▸ PROBLEM TO SOLVE: Keep the pictures out, please, and set down every record exactly.

▸ Excerpts from a dataset:
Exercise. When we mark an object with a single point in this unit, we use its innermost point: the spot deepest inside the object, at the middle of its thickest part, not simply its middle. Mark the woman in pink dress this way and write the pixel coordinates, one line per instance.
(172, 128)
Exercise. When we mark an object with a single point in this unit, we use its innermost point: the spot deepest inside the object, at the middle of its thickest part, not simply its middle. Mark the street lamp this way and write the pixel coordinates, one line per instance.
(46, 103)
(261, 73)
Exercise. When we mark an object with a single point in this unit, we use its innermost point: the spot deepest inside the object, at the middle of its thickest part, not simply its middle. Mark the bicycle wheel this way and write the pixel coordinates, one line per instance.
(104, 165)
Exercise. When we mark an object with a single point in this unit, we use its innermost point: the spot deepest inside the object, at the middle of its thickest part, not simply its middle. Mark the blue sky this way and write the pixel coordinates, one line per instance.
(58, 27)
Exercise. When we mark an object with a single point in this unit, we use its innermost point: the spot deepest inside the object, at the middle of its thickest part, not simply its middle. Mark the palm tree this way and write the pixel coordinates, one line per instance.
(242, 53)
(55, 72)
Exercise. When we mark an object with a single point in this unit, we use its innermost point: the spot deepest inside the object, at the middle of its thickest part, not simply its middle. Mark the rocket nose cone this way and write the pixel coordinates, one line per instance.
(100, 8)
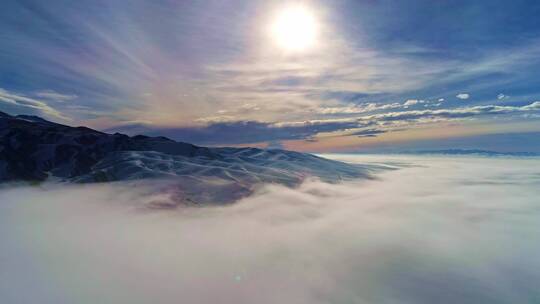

▸ REPLY TO THE TASK:
Exercise. When we mark an object with a single point in this unit, we use its innermost point: the spot deepest inside the object, at the middle of its thickest part, not simply its middle. Mark the woman in pink dress this way and write the pixel coordinates, one line per instance.
(172, 128)
Exercise. When we mark an object with a single point in this unit, we use its innermost point: the spot deepest inside the object, at the middle of its thickest part, not simply its middle. Mark the street lamp this way and write the pixel coordinates, one line per instance.
(46, 103)
(261, 73)
Exercise. When we mark an object with a single point in this unit, we use its innermost point: the spot deepest inside the object, at the middle of its thickest part, not simply its middle. Mark the bicycle wheel this way and write the pixel coordinates, one line per instance.
(104, 165)
Exercise. When we mark an object with a single point in this unit, we use its innermost point: the spot deepest inside the object, at the middle of its thickest part, not simply its middle. Mark the blue sky this way and write the pixel coordinates, one line per instance.
(58, 27)
Exercise. When we mark an object with a single point in this unit, we use its innermost point: the spot deepest inside the object, at the middle of its thickest part, not simply its middle. Mark the palm tree this way and write the pixel coordinates, one line per instance.
(242, 53)
(55, 72)
Exercise. When we mark an object with a single point in this unit, we use its innermost point: the spot deepest inside the object, at the middle of its thickest part, not simply its middle. Mark the rocket nose cone this way and write the pixel coordinates, one line per instance.
(100, 8)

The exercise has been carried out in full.